--- Begin Records supplied ---

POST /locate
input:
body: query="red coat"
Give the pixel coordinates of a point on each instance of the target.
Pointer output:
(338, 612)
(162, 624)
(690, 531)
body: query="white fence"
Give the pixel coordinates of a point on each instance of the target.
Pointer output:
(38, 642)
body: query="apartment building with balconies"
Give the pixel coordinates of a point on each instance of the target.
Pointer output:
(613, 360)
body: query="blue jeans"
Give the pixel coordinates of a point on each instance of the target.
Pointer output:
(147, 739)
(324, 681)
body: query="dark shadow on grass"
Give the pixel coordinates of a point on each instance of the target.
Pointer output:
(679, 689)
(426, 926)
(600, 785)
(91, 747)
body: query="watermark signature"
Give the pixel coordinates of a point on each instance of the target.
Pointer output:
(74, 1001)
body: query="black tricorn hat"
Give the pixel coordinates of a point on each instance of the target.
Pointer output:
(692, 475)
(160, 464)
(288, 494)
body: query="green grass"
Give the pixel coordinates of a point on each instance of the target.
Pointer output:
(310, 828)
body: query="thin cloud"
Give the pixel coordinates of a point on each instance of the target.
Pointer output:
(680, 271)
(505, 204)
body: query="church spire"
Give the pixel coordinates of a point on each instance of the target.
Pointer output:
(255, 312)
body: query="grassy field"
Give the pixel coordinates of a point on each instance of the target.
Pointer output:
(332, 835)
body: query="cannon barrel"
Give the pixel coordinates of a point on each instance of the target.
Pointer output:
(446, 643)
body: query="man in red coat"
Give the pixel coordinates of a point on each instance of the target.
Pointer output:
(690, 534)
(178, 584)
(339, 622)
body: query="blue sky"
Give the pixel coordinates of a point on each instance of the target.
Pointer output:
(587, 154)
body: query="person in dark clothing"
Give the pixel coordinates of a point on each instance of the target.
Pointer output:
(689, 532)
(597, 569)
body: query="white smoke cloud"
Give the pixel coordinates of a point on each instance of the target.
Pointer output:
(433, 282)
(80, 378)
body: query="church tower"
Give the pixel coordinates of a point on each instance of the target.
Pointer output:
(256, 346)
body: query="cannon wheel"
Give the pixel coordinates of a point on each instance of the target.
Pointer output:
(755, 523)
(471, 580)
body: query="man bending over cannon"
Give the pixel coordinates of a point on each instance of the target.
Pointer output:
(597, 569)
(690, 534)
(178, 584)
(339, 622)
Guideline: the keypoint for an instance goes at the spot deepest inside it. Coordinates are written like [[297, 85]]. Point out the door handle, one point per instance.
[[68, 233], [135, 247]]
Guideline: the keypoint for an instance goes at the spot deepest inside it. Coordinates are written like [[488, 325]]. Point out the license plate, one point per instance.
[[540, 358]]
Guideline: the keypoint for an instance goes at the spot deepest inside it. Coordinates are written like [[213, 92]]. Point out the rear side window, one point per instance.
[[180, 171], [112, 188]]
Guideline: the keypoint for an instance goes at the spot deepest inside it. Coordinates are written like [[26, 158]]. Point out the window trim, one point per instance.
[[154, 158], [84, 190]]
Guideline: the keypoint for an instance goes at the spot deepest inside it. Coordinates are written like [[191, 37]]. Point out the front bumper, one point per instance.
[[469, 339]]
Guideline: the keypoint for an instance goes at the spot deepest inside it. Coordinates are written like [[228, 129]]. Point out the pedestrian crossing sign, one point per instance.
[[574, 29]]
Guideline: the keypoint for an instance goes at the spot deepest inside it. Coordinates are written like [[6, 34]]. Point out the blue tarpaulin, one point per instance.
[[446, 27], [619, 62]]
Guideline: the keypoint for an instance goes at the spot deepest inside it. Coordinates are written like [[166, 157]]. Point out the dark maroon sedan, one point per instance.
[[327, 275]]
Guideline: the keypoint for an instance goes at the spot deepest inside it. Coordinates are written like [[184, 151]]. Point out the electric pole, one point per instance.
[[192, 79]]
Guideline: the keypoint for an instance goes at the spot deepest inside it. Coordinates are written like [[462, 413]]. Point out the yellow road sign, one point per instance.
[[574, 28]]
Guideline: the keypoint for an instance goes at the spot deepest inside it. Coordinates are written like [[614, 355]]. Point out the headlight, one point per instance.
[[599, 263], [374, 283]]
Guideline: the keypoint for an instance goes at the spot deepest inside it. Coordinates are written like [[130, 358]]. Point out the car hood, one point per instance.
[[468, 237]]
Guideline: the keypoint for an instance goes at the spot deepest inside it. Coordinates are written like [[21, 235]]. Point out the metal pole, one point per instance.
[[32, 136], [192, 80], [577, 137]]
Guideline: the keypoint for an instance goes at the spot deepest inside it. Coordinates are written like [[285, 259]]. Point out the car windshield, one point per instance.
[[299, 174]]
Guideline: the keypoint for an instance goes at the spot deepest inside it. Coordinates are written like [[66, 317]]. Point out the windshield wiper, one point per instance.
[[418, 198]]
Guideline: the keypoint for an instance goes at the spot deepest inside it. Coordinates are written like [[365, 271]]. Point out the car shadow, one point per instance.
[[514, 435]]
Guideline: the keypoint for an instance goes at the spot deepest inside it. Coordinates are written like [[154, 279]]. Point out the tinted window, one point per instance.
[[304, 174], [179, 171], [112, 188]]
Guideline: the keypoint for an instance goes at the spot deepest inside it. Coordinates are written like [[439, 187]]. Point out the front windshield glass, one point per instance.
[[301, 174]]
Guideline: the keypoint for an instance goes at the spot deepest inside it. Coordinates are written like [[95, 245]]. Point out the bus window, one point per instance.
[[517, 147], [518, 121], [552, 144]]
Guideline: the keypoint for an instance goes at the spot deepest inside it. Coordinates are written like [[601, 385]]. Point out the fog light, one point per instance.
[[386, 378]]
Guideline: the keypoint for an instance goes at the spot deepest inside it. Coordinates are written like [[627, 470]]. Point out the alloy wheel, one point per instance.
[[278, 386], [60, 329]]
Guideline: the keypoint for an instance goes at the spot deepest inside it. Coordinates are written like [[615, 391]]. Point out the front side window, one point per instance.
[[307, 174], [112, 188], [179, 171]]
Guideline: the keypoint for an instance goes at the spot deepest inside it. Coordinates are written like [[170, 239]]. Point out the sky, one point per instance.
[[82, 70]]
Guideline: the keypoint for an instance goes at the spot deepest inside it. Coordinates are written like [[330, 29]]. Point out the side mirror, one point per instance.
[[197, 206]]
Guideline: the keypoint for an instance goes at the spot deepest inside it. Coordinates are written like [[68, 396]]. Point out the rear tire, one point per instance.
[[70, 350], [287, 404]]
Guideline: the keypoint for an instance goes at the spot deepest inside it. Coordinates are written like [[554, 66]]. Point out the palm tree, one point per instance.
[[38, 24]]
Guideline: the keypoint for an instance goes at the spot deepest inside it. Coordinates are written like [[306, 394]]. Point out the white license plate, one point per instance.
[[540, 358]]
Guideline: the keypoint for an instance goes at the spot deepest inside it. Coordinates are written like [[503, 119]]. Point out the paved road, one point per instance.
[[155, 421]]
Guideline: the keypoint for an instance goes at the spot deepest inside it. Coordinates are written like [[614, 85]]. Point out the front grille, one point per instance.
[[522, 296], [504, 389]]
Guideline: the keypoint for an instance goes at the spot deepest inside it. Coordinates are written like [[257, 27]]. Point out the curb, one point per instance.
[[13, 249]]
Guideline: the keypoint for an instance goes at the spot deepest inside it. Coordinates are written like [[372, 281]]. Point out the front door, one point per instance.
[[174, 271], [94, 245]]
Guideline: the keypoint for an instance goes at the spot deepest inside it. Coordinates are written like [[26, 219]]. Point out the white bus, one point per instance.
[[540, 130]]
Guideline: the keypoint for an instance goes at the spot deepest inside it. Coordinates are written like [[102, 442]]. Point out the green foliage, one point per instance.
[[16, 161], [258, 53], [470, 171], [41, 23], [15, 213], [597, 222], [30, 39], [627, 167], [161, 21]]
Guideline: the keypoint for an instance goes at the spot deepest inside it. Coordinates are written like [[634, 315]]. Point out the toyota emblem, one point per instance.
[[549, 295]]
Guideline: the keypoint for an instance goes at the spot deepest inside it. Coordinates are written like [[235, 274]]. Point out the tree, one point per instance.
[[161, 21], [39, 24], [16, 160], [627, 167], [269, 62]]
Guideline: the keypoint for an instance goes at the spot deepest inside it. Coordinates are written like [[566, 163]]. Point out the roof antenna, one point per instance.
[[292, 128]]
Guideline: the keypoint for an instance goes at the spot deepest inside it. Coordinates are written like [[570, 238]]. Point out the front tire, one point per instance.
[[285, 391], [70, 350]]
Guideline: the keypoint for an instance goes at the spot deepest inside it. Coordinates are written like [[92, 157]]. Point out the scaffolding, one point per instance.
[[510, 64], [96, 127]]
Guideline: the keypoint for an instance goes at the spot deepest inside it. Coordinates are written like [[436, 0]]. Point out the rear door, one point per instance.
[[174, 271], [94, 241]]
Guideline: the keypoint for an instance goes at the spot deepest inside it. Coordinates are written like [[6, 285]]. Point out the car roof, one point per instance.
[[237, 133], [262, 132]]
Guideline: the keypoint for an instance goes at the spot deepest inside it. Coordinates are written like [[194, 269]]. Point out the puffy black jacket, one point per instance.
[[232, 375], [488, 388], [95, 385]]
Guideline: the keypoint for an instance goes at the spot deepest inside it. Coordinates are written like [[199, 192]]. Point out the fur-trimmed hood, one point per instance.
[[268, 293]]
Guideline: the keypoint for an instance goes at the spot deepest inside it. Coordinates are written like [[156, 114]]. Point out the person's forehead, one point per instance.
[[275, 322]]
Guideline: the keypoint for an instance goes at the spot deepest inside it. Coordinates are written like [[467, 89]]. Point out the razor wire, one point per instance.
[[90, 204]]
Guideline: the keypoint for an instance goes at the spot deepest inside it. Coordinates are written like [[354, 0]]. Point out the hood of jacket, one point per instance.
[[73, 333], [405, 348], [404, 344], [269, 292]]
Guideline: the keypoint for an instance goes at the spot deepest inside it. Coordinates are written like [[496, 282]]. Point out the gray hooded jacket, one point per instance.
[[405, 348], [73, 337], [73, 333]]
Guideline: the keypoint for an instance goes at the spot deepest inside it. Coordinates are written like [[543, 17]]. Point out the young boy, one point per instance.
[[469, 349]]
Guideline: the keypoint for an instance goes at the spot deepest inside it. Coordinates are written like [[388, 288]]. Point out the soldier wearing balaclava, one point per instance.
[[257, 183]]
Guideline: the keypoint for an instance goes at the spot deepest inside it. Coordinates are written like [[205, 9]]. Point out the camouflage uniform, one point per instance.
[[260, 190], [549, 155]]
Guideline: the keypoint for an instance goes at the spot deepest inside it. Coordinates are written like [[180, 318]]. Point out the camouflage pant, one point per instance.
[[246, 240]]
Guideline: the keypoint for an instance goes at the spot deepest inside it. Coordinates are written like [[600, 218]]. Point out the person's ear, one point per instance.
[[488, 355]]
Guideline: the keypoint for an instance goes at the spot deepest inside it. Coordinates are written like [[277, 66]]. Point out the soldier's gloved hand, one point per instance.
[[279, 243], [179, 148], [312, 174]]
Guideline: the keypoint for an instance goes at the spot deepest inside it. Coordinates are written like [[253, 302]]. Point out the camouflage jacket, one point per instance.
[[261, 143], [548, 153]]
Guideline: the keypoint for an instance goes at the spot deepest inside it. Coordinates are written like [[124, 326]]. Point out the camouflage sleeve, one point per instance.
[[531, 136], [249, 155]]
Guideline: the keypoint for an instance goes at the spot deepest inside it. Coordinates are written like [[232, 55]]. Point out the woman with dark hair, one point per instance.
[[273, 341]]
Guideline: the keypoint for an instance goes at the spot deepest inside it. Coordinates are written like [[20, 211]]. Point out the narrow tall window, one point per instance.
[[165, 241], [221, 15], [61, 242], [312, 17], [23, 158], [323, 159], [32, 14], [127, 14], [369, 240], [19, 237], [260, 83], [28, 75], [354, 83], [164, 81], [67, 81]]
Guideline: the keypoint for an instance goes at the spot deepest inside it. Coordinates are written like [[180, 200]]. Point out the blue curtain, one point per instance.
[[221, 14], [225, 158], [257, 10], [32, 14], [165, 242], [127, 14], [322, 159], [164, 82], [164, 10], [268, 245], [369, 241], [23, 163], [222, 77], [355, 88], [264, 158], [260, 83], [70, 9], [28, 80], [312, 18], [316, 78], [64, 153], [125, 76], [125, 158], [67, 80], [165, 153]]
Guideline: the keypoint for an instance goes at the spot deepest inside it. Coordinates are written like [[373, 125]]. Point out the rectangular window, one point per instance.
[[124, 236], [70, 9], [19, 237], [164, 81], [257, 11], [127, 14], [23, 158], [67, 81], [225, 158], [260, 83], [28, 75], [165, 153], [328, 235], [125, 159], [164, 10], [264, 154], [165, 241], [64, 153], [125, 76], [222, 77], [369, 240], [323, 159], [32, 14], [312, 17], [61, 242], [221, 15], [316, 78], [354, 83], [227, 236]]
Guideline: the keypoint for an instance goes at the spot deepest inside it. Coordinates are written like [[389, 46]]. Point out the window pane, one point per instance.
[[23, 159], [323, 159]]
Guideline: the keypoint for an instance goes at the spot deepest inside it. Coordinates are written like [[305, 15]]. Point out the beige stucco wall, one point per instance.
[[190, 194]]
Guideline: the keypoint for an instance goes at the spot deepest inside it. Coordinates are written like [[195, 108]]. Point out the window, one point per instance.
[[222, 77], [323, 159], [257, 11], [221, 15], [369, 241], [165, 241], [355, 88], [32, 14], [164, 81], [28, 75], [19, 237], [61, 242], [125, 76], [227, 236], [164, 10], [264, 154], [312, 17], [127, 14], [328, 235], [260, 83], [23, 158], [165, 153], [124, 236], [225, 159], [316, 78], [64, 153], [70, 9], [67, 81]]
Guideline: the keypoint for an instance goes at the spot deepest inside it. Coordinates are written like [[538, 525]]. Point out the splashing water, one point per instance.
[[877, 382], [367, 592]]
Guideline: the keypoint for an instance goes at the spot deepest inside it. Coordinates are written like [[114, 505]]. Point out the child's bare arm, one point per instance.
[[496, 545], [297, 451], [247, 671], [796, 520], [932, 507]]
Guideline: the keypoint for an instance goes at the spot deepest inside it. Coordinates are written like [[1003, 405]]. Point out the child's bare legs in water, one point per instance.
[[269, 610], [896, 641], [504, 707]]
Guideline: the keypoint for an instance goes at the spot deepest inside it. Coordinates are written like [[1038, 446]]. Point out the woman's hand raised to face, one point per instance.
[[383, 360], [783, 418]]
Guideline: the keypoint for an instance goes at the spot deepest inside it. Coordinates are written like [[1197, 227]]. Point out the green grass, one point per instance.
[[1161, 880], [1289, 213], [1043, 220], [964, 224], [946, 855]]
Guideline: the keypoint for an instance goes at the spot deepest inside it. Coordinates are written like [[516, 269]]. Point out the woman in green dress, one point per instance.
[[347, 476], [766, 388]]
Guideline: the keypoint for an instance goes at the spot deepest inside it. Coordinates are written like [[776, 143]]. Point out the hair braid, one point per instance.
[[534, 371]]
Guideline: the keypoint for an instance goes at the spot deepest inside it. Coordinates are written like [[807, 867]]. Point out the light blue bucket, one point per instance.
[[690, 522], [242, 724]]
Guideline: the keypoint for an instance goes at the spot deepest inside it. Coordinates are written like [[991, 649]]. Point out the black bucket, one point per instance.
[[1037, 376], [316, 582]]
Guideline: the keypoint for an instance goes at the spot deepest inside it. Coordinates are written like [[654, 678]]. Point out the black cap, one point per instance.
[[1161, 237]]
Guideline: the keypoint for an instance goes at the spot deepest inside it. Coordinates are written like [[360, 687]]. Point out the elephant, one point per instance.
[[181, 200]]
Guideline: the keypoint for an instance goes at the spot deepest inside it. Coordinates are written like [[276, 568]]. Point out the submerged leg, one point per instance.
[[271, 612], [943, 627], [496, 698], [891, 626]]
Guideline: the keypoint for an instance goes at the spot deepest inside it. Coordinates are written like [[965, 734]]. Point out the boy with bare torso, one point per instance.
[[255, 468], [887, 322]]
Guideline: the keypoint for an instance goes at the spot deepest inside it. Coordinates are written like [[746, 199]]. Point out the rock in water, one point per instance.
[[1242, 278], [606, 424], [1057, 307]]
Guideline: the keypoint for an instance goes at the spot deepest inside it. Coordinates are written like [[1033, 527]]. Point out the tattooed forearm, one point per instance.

--- End Records supplied ---

Exercise: Render the lines from the one with "wiper, one point per instance." to the one with "[[301, 174]]", both included, as a Markdown table with a Row column for the row number and a Line column for the line itself, leaving out blank lines.

Reply:
| Row | Line |
|---|---|
| 1 | Guideline: the keypoint for an instance goes at the spot deepest inside it. Coordinates are written like [[66, 317]]. Point out the windshield wiper, one point per instance. |
| 2 | [[418, 198]] |
| 3 | Guideline: the keypoint for an instance goes at the spot deepest inside it. Coordinates are written like [[365, 271]]. Point out the car shadow, one point per instance. |
| 4 | [[514, 435]] |
| 5 | Guideline: the keypoint for an instance goes at the spot deepest inside it. Coordinates are written like [[154, 279]]. Point out the tinted window, one point per instance. |
| 6 | [[304, 174], [179, 171], [112, 188]] |
| 7 | Guideline: the keypoint for an instance goes at the spot deepest inside it. Coordinates are written like [[439, 187]]. Point out the front windshield glass, one point per instance. |
| 8 | [[301, 174]] |